■ SOURCE DATA
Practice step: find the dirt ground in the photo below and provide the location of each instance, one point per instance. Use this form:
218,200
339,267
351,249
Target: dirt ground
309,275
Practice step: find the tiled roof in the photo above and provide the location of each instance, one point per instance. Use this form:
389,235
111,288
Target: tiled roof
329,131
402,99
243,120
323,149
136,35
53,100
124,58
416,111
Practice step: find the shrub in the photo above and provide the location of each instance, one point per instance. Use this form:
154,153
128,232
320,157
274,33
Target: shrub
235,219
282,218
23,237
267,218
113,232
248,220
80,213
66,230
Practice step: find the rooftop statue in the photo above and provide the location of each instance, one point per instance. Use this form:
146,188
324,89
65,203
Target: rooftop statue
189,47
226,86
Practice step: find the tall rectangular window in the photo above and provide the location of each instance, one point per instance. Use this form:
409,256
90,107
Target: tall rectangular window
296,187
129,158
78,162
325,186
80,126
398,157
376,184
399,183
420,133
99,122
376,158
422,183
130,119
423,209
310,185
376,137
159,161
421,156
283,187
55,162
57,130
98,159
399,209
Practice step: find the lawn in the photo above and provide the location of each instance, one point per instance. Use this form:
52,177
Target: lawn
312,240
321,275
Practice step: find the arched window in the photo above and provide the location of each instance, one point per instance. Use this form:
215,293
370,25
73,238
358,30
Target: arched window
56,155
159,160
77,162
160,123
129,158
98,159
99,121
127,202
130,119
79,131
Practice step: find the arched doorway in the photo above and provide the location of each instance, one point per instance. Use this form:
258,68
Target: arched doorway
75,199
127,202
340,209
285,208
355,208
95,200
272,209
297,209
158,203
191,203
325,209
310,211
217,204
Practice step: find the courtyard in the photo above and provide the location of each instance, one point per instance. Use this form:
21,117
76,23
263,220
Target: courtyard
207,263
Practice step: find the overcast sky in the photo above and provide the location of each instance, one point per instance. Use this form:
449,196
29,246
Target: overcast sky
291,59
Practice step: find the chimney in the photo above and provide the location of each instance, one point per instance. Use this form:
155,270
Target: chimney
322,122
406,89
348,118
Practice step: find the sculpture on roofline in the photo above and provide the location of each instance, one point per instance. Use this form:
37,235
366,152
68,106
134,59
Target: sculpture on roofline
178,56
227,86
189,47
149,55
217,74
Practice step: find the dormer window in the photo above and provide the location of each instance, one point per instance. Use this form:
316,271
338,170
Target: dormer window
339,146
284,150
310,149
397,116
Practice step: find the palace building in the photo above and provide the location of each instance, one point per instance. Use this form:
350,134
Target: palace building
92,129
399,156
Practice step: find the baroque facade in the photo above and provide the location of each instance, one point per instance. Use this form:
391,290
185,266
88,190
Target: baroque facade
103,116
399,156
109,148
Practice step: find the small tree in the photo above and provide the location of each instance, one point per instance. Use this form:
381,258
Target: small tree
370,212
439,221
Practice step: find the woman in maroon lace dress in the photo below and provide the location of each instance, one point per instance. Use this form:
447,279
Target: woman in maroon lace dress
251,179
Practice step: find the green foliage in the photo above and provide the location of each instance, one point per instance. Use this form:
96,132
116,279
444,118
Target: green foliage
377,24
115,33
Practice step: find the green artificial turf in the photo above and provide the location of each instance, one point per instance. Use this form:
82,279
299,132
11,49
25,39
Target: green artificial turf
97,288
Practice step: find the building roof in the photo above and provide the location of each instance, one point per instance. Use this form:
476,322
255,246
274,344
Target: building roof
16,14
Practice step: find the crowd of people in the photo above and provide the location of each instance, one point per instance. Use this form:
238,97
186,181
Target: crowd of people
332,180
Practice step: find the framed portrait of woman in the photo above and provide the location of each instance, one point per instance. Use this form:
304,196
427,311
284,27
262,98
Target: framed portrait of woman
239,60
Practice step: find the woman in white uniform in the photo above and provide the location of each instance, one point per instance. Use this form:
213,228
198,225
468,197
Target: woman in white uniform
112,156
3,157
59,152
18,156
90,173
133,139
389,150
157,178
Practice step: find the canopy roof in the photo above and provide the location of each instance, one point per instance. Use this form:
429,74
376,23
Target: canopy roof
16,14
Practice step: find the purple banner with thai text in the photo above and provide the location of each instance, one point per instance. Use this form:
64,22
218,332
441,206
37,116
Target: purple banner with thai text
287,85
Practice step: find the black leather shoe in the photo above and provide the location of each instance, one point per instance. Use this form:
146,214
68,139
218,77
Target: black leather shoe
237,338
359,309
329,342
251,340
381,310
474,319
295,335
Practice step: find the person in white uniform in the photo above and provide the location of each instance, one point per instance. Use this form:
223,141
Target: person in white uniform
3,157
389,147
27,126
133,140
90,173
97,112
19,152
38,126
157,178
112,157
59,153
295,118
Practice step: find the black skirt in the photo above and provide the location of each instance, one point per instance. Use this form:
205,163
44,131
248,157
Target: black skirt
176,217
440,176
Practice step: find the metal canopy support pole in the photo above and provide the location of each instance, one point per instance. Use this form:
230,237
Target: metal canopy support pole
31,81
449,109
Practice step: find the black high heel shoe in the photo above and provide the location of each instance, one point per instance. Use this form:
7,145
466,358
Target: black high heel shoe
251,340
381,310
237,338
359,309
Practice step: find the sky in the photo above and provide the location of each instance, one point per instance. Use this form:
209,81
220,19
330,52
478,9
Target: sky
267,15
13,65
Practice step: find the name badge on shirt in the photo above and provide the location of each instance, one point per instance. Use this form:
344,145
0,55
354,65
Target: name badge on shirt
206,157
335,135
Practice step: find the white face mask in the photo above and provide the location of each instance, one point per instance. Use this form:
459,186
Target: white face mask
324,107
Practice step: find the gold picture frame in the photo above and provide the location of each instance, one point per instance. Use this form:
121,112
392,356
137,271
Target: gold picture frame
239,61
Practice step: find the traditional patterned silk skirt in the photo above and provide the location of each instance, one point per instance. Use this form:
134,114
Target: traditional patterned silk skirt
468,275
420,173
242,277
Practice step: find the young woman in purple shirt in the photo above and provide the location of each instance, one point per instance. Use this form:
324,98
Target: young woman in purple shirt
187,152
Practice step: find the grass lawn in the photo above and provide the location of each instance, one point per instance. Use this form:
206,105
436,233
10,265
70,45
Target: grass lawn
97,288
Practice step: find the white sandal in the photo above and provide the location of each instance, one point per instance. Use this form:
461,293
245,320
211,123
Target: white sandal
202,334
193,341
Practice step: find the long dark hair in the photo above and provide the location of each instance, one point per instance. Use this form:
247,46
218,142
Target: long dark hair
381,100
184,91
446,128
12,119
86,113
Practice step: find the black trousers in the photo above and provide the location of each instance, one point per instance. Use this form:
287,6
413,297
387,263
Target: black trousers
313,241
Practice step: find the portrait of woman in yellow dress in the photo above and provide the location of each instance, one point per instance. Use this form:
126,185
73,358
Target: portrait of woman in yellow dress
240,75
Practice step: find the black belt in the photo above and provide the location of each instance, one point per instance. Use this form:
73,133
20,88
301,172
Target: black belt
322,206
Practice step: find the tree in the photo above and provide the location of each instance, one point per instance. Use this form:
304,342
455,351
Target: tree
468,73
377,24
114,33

■ THE TASK
Reproduce the data above, swapping every "one point per instance" for "a single point for each instance" and keeping everything else unchanged.

■ RIGHT ANSWER
Practice step: find the dirt ground in the photo below and provide the location of each instance, a single point for each instance. Use this form:
218,200
339,267
351,249
Target: dirt ground
309,275
Practice step: find the tiled roof in the photo above and provide the location of each instance, a single point for each instance. Use this form:
389,235
111,288
Target: tiled roof
329,131
402,99
243,120
323,149
136,35
53,100
124,58
416,111
Practice step: find the shrub in the photo above and provide the location of each instance, a single point for each instance. Use this form:
154,153
128,232
320,157
274,33
Target: shrub
235,219
282,218
23,237
267,218
113,232
248,220
80,213
66,230
Practice step: find the rooftop statue in the photo above and provide the location of each instance, a single point for each instance. Use this form:
146,188
324,89
65,203
Target: rooftop statue
189,47
226,86
Practice step: find the tall rectangular window in the photo above and provide the location of each instance, a single point for each instance. Use this form:
409,256
90,107
Target: tall rectangular window
296,187
129,158
78,162
325,186
80,126
398,157
376,184
399,183
420,133
99,122
376,158
422,183
130,119
423,209
310,185
376,137
159,161
421,156
283,187
55,162
57,130
98,159
399,209
Practice step: find the lawn in the photo above and provide the location of each instance, a single point for each instance. Use this form:
52,177
Target: lawn
312,240
321,275
Practice step: find the arched window in the photo above and provide the location of each instance, a single point for each instance. Use this form:
215,293
370,25
73,238
358,30
Target: arched window
56,155
159,160
77,162
160,123
129,158
98,159
99,121
127,202
130,119
79,131
Practice step: find the arched doorway in the photo above and provide the location of each instance, a single point for each instance. Use this form:
258,68
Target: arched doorway
75,199
127,202
340,209
285,208
355,208
95,200
272,209
297,209
158,203
191,203
325,209
310,211
217,204
Practice step: find the courtyard in the photo above and provide the location of each instance, a single point for each instance. Use this form:
21,117
76,23
263,220
Target: courtyard
207,263
Practice step: find the overcast sky in the photo above and provide the location of each instance, a single point for each instance. Use this form:
449,196
29,246
Target: overcast sky
291,59
Practice step: find the chimney in the photo above and provide the location of each instance, a single point for each instance. Use this form:
155,270
Target: chimney
322,122
406,89
348,118
Practice step: find the sculpture on roofline in the photo above and provide the location of each instance, a single point for each instance. Use this form:
37,235
366,152
68,106
134,59
Target: sculpture on roofline
178,56
227,86
189,47
149,55
217,74
Practice step: find the dormer window in the photo above and provide the location of each instance, a single point for each instance. Use this form:
316,271
338,170
Target: dormer window
339,146
284,150
310,149
397,116
Practice step: find the palace building in the photo above and provide the location of each instance, a single point for each instance. Use this form:
350,134
Target: palace building
92,129
399,156
Practice step: find the baroque facade in the photo above and provide the location of each instance, a single point for each instance. Use this form:
391,290
185,266
88,190
Target: baroque facade
103,116
399,156
109,148
Practice step: find the small tree in the photo above and provide the location of each instance, a single point for each instance. Use this form:
381,258
Target: small tree
370,212
439,221
Practice step: find the woman in maroon lace dress in the photo below and provide the location of each instance, a single point for each instance. Use this form:
447,279
Target: woman in maroon lace dress
251,179
Practice step: find the green foliage in the photo above and provide the location of each instance, a single point for each instance. Use this form:
96,132
116,279
444,118
Target: green foliage
377,24
115,33
Practice step: find the green artificial turf in the photo above and provide the location of each instance, a single point for each instance. Use this form:
82,279
299,132
11,49
25,39
Target: green artificial turf
97,288
Practice step: find the building roof in the photo above and provide the location of each instance, a single point for each instance. Use this form:
476,322
255,246
274,344
Target: building roof
16,14
Practice step: find the crowd of people in the photo above and provide the location of each instance, a single point for each instance. Use this form:
238,97
186,181
Target: crowd of people
332,180
Practice step: find the framed portrait of woman in the photo above and provide the location of each instance, a single point for each instance. Use this form:
304,196
427,311
284,27
262,98
Target: framed portrait of woman
239,60
Practice step: find the woman in white uniform in the photo above and provide the location of each instance, a single point for each instance. Use this form:
213,228
198,225
468,197
Target: woman in white uniform
112,156
3,157
59,152
18,156
90,173
133,139
389,150
157,178
Practice step: find the canopy roof in the photo above and provide the location of each instance, a single point for each instance. Use this form:
429,74
376,23
Target: canopy roof
16,14
Practice step: find the purple banner with thai text in the photo above and provide the location of each instance, a single point for each instance. Use this form:
64,22
218,332
441,206
37,116
Target: purple banner with thai text
287,85
Practice step: find the black leather shoe in the photo above and provide the location of each instance, a single point for each instance. Use this form:
146,214
68,139
218,77
Target: black leather shoe
237,338
359,309
329,342
251,340
381,310
474,319
295,335
Practice step: find the person in white uniform in the photo above and provide the location of each instance, a single point for each instance. Use this form:
223,141
Target: person in white uniform
3,157
389,147
27,126
133,140
90,173
97,112
19,152
38,126
157,178
112,157
59,153
295,118
Practice step: find the black skirt in the photo above and provide the location of each instance, a single point for each instance. Use this form:
205,163
44,131
248,157
Target: black skirt
176,217
440,176
Practice step: find the metal canopy support pole in the photo above and provide the location of each instance, a single point for each instance. Use this form:
230,237
Target: metal canopy support pole
31,81
449,109
Practice step: find the black high heel shoe in the photo above and provide the location of each instance, a single point for each instance. Use this form:
7,145
466,358
Target: black high heel shoe
251,340
381,310
237,338
359,309
Practice step: find the sky in the photo above and provide the location of each instance, a single point for each instance. Use this form:
209,81
220,19
330,52
478,9
Target: sky
267,15
13,65
Practice step: find the name badge on shirt in the photo above and provide the location of each instance, a single point for each instance. Use this form:
344,145
0,55
354,65
Target: name badge on shirt
206,157
335,135
Practice step: find the white face mask in the photo above and provide the location of each instance, a single point for each instance. Use this form:
459,186
Target: white face mask
324,107
Practice step: find the gold picture frame in the photo above and provide the location of each instance, a single point for each instance. Use this form:
121,112
392,356
137,271
Target: gold picture frame
239,61
Practice step: find the traditional patterned silk skirt in the photo above and provide the location of each instance, a single point for each instance. Use this form:
134,114
Target: traditional patterned silk skirt
468,275
420,173
242,277
Practice step: find the young woman in purple shirt in the photo above and provide the location of each instance, a single point for each instance. Use this form:
324,98
Target: young woman in purple shirt
187,152
Practice step: find the grass lawn in the photo above and provide the location of each instance, a single point for each instance. Use this form:
206,105
436,233
10,265
70,45
Target: grass lawn
97,288
Practice step: find the white sandal in the photo above and provide the location of each instance, a single point for each instance. Use this form:
461,293
245,320
211,123
Target: white sandal
202,334
193,341
Practice step: find the long dark hair in the photo above and provide the location of each instance, a single point for each instance. Use this form:
247,46
218,142
Target: long dark hair
381,100
184,91
446,128
12,119
86,113
Practice step: find the black trousers in the photo above and provide the location of each instance, a single point for each instance. Use this form:
287,6
413,297
387,263
Target: black trousers
313,241
Practice step: find the portrait of woman in yellow dress in the photo above and provide the location of each instance, a single point for each instance. Use this form:
126,185
73,358
Target: portrait of woman in yellow dress
240,75
Practice step: find the black belt in the photo above and provide the location of each instance, a single point for each instance. Use this form:
73,133
20,88
301,172
Target: black belt
322,206
Practice step: find the tree in the photo above and provide the location of each instance, a single point for each instance. Use this form:
304,342
455,351
Target: tree
468,73
377,24
114,33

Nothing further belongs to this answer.